== WHAT YOU WILL DO ==
a) According to the passage on 3-D imaging of living cells, what two approaches have earlier fluorescence-optical 3-D methods for living cells used?
b) Extend the passage on the 3-D Tissue-Screen research network past its last sentence.
====== PASSAGE
Light microscopic characterization of complex dynamic processes in and between cells in a 3-dimensional context is still a domain of the relatively expensive confocal laser scanning microscope. By developing a 3-D reader platform based on innovative technology approaches the "3 D Tissue-Screen" research network wants to exceed the performance of current high-end 3-D microscopes and also design a much cheaper product. Potential applications for the technical innovation are in the areas of medicine and ecology.

Both the human genome and also the genomes of representative eukaryotic organisms are now fully sequenced. The aim of molecular biological research is now, on this basis, to develop an understanding of the complex cellular functions that decide on the health or sickness of an organism. For this purpose it is necessary to investigate the functional organization of the relevant molecules and understand them as elements of complex networks and interactions. However, characterization of this sort is possible only by examining living cells and also requires a three-dimensional method of observation.

Previous methods for fluorescence-optical 3-D characterization of living cells have been based either on confocal laser scanning technologies or they use a Nipkow disk and CCD cameras. However, both systems are designed only to complement conventional microscopes and have the disadvantage that they are very complicated, expensive and generally not suitable for high sample throughput. Besides, confocal laser scanning microscopes are not really suitable for use in a medical-clinical environment. They have also proved to be rather unsuitable in the area of biotechnology, where the aim is to gain and process accessible data through automation alone.

Against this background the 3-D- Tissue-Screen research network – involving, among others, TILL Photonics GmbH, TOPTICA Photonics AG, Arivis GmbH and PicoQuant GmbH as well as three German universities – wants to develop concepts for a 3-D reader platform designed for high throughputs. For this purpose the researchers are developing innovative technology approaches that they plan to combine with already established but previously extremely complex technologies. The aim is to achieve or even exceed the performance of current high-end 3-D microscopes.
============
====== EXTRACTED ENTRIES
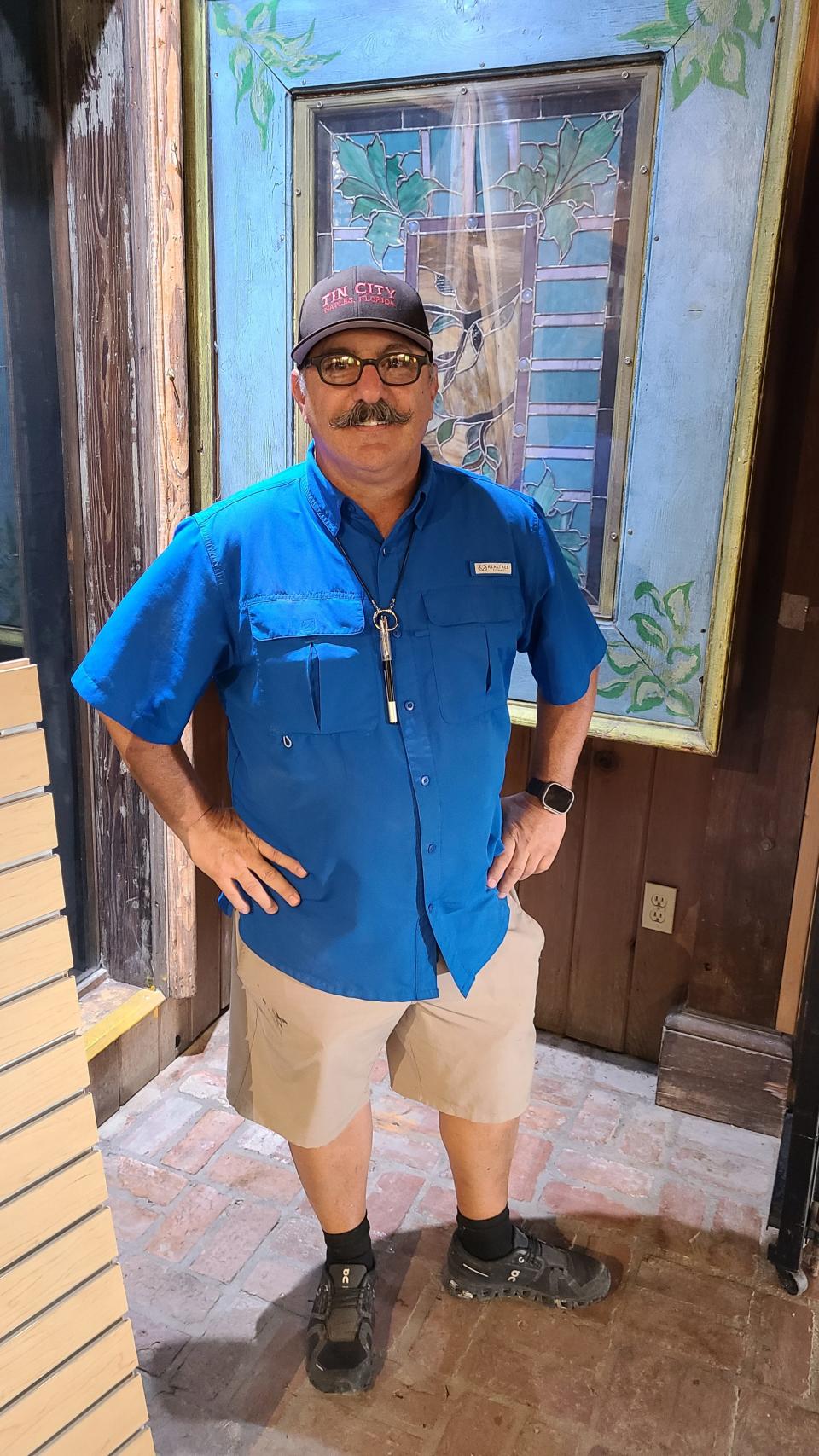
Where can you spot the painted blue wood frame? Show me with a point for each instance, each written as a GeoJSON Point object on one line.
{"type": "Point", "coordinates": [717, 64]}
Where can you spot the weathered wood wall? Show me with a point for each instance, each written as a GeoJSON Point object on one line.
{"type": "Point", "coordinates": [723, 830]}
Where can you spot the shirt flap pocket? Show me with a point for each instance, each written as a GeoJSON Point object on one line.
{"type": "Point", "coordinates": [305, 616]}
{"type": "Point", "coordinates": [479, 600]}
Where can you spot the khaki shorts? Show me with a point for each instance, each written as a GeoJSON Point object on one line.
{"type": "Point", "coordinates": [300, 1059]}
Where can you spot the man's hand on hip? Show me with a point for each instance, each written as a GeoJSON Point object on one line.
{"type": "Point", "coordinates": [222, 844]}
{"type": "Point", "coordinates": [531, 840]}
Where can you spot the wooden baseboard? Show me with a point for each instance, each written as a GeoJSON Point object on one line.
{"type": "Point", "coordinates": [724, 1070]}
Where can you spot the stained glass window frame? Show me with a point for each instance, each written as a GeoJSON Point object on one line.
{"type": "Point", "coordinates": [426, 105]}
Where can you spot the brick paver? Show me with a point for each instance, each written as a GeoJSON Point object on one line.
{"type": "Point", "coordinates": [697, 1351]}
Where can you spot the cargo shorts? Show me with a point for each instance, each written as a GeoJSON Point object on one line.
{"type": "Point", "coordinates": [300, 1059]}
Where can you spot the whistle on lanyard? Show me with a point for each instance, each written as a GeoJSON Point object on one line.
{"type": "Point", "coordinates": [386, 622]}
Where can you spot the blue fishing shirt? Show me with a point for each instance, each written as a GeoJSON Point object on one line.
{"type": "Point", "coordinates": [397, 825]}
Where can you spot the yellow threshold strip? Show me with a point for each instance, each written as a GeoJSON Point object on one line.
{"type": "Point", "coordinates": [119, 1021]}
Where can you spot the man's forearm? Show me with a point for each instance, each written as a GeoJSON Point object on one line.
{"type": "Point", "coordinates": [165, 774]}
{"type": "Point", "coordinates": [560, 735]}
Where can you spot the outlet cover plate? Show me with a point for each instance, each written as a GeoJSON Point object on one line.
{"type": "Point", "coordinates": [659, 904]}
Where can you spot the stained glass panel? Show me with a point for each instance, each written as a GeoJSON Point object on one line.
{"type": "Point", "coordinates": [509, 208]}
============
== ANSWERS PER TASK ==
a) Confocal laser scanning technologies, or a Nipkow disk with CCD cameras.

b)
The platform technology on which the cooperation partners of the research network are working is based on innovative detector and fiber laser technologies, which will be used to improve sensitivity into the range of individual molecule detection. The aim is to increase selectivity by means of high spectral resolution. The scientists plan to increase sample throughput with a rapid scanning process and the occasional use of parallel detection. They will also use digital-holographic 3D measuring methods which serve to improve the contrast, the resolutions and the speed (high content high throughput screening).

Many users in medical and industrial areas will benefit from the results from the research network. Potential applications are investigative processes in the area of heart muscle cell cultures and bladder endoscopy but also 3-D tissue investigation on plant root cells for environmentally friendly pest control.

The cooperation partners in the network plan to continue working together after the project ends in 2009; the aim being continuous further development and finding new combinations of all the technologies researched in the project.